• [Your goal]
A line below contains "positive clicks: (353, 566)", and a later one contains "rough mask: <svg". Repeat both, with every line between them, exactly.

[Saved data entries]
^^^^^^^^

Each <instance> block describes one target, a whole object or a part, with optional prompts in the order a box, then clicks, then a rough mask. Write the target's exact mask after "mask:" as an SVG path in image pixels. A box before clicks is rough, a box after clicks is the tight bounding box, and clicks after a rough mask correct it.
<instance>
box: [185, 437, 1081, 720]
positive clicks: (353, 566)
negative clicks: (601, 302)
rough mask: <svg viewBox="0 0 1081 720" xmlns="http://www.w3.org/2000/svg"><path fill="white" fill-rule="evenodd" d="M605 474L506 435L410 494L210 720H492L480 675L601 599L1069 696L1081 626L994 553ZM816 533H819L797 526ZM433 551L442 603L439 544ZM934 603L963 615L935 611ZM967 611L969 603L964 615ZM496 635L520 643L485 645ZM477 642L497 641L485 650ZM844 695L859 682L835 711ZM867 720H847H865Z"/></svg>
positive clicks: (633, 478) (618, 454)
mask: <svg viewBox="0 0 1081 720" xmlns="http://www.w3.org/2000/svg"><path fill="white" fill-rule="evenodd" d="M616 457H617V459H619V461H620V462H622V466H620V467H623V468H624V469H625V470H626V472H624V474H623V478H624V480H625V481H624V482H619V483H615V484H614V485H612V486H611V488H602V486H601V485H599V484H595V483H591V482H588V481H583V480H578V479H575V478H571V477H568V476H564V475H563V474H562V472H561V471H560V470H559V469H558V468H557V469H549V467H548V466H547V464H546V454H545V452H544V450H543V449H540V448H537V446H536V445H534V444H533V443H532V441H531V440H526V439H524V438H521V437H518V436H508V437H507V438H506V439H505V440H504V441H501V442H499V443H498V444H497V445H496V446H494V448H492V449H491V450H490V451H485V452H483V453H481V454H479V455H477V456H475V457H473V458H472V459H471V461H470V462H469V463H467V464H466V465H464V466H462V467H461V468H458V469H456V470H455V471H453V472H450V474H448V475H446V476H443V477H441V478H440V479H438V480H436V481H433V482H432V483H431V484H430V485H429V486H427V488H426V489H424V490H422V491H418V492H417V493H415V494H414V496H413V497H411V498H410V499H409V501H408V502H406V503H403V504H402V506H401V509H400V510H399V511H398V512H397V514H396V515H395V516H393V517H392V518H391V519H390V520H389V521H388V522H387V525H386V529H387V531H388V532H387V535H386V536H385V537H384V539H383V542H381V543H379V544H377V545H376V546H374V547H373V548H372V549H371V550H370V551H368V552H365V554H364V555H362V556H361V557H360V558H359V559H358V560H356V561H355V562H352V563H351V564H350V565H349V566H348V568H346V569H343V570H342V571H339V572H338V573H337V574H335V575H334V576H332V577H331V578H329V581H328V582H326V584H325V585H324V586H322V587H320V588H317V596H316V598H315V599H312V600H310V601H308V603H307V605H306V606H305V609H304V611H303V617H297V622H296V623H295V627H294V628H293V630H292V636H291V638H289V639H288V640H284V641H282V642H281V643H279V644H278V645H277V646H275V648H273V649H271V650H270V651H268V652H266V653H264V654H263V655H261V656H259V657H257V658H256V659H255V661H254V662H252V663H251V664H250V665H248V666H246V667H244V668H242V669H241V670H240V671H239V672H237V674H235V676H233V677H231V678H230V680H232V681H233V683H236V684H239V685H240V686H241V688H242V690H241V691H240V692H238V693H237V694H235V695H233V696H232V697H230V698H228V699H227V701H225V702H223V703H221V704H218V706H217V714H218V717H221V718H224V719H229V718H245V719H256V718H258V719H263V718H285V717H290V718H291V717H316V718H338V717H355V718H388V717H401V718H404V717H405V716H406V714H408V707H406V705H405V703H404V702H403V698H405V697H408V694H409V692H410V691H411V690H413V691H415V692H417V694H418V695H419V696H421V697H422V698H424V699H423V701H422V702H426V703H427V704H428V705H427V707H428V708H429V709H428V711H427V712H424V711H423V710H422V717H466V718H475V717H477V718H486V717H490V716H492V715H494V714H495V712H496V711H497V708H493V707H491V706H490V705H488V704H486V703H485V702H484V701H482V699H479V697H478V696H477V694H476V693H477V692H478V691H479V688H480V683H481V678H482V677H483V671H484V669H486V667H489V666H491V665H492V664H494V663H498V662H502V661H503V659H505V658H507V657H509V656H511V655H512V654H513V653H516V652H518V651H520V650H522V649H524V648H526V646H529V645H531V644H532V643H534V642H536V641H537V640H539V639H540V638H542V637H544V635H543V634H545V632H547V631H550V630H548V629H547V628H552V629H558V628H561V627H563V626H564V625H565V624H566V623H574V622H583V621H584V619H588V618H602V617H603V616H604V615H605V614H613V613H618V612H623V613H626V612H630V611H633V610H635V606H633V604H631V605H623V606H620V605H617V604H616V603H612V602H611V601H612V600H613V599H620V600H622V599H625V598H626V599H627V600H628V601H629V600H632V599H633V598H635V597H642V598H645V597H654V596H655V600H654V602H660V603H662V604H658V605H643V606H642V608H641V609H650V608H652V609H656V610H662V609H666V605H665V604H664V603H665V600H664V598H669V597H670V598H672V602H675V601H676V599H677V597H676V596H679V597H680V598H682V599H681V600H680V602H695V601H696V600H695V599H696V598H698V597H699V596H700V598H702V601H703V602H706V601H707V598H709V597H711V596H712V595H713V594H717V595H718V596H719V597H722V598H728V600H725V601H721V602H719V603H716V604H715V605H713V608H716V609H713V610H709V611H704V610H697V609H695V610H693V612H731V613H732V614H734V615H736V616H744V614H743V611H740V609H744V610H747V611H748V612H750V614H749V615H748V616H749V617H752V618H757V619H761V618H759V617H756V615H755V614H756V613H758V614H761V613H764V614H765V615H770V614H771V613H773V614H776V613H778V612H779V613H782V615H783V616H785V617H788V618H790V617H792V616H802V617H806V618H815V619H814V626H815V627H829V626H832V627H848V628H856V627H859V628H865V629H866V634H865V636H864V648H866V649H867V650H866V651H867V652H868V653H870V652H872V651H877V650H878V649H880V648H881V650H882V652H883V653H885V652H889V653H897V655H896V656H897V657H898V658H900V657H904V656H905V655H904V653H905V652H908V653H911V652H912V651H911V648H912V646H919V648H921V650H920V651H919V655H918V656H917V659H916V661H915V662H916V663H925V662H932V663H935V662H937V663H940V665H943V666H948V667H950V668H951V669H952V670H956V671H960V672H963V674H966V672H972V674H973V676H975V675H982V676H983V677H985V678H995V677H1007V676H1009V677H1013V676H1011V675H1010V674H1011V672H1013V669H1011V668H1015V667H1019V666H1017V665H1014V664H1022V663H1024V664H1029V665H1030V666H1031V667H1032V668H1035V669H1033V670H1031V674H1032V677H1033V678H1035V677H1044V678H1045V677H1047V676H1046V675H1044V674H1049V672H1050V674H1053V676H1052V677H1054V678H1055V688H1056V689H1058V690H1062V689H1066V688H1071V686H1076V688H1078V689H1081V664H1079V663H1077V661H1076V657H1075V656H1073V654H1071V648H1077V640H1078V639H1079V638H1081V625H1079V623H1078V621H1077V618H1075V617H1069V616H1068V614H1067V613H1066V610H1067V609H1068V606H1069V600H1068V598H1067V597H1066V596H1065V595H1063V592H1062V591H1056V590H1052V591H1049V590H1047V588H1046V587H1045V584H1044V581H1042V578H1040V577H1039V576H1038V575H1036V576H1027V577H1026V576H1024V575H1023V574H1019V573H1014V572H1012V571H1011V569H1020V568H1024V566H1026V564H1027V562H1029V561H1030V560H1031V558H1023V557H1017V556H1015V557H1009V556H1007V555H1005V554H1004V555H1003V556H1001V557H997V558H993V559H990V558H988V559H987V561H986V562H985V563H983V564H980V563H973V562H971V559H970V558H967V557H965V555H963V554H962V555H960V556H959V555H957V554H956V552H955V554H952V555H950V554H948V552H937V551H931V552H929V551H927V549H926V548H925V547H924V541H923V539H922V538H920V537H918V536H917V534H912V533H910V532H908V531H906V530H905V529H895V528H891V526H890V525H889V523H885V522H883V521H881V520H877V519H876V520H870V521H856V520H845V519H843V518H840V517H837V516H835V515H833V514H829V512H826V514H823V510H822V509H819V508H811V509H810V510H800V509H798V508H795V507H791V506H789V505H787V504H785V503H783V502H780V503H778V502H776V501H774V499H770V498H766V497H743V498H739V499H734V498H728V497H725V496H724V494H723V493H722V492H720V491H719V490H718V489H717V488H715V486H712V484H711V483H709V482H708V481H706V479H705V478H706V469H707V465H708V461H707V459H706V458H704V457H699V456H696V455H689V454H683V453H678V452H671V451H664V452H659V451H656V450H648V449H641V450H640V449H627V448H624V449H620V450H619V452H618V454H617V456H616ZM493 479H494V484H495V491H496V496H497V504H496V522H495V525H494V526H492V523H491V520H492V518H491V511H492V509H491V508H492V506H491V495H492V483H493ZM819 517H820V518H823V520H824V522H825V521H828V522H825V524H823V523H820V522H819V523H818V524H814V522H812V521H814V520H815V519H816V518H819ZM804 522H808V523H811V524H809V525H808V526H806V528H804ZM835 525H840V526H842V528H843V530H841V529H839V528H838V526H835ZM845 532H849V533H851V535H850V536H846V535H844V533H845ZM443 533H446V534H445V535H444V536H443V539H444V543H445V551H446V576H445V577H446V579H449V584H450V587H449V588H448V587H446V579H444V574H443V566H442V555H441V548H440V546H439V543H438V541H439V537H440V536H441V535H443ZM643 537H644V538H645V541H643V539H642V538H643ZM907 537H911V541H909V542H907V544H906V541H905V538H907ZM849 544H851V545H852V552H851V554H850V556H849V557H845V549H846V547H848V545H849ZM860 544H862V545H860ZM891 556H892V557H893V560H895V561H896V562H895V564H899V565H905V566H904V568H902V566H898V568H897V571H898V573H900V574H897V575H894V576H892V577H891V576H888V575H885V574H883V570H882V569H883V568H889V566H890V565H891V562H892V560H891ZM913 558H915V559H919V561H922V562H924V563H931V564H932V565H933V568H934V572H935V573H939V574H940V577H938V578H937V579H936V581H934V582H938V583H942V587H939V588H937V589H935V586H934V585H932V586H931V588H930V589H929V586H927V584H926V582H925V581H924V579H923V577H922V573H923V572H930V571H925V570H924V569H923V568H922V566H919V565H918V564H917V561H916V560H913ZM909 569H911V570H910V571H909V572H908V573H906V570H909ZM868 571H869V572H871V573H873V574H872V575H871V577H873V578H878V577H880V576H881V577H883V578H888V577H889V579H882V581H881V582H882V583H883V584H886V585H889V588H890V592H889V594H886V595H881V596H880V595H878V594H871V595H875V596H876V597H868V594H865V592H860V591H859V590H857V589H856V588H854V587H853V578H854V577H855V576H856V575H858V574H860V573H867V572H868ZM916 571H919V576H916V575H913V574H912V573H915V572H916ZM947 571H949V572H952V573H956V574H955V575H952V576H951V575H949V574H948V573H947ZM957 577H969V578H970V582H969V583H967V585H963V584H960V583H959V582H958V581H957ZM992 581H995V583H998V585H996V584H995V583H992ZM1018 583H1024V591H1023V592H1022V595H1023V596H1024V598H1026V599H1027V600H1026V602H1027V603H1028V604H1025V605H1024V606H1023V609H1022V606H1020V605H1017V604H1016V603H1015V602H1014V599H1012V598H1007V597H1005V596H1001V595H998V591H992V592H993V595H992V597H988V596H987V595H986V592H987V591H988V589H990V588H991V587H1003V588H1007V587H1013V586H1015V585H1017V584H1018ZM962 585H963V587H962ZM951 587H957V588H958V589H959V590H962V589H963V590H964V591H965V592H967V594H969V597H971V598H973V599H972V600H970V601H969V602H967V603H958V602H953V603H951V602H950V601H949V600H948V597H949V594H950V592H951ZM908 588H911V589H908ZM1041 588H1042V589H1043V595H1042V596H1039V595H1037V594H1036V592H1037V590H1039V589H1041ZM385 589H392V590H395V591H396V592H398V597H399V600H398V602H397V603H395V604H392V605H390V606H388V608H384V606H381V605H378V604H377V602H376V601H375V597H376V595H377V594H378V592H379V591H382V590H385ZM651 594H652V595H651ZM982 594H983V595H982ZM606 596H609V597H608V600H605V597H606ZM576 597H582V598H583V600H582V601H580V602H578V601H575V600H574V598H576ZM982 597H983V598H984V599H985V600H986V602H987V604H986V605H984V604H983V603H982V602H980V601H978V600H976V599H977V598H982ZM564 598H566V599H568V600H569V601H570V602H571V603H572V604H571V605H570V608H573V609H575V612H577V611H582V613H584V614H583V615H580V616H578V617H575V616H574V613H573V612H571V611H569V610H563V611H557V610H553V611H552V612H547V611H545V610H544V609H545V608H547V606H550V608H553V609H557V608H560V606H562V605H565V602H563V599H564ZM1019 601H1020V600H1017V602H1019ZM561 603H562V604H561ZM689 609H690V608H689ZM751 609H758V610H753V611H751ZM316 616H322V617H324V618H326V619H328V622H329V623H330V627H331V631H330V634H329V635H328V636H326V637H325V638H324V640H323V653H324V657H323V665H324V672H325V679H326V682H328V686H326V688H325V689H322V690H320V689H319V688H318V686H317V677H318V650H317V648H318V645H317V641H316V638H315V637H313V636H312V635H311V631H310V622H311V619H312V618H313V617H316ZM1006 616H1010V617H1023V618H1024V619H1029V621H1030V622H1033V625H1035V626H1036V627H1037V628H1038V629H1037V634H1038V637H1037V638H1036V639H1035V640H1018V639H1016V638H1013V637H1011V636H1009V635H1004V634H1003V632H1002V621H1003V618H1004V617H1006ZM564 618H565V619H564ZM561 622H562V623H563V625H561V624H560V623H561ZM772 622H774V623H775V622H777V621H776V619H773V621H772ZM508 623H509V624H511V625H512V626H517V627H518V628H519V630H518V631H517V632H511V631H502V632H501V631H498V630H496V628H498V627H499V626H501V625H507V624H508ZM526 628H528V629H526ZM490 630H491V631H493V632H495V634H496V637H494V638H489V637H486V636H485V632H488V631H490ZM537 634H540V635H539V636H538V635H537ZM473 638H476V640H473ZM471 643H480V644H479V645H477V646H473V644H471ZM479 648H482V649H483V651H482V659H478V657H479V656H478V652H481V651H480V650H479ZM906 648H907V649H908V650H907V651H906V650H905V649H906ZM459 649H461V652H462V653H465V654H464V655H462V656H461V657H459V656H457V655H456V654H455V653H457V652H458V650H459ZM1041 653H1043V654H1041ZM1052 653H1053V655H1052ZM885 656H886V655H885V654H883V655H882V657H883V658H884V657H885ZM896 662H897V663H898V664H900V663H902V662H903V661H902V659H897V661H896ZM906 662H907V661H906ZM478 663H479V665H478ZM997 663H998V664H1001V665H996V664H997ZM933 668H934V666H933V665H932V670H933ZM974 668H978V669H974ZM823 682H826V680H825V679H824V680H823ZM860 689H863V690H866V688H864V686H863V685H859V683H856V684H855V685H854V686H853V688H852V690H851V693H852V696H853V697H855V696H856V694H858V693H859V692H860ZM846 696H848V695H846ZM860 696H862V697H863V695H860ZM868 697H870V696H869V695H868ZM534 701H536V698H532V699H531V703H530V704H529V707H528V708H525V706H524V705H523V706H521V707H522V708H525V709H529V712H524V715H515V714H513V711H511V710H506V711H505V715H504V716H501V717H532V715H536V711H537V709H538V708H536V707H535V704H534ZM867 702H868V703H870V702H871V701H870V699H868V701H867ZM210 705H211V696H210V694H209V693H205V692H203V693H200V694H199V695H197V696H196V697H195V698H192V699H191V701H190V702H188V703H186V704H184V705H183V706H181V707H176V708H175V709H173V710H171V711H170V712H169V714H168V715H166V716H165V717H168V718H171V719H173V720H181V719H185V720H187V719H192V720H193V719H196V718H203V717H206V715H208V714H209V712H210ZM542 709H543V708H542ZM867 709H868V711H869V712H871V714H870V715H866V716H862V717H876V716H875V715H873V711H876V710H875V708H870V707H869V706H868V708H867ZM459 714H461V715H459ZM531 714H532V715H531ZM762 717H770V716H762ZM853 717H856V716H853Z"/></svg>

^^^^^^^^

• [Answer section]
positive clicks: (353, 566)
negative clicks: (601, 302)
rough mask: <svg viewBox="0 0 1081 720" xmlns="http://www.w3.org/2000/svg"><path fill="white" fill-rule="evenodd" d="M605 474L506 435L410 494L210 720H492L480 675L601 599L1069 696L1081 626L994 553ZM816 533H819L797 526ZM433 551L442 603L439 544ZM934 603L963 615L935 611ZM967 611L969 603L964 615ZM496 635L520 643L485 645ZM477 642L497 641L485 650ZM844 695L859 682L835 711ZM867 720H847H865Z"/></svg>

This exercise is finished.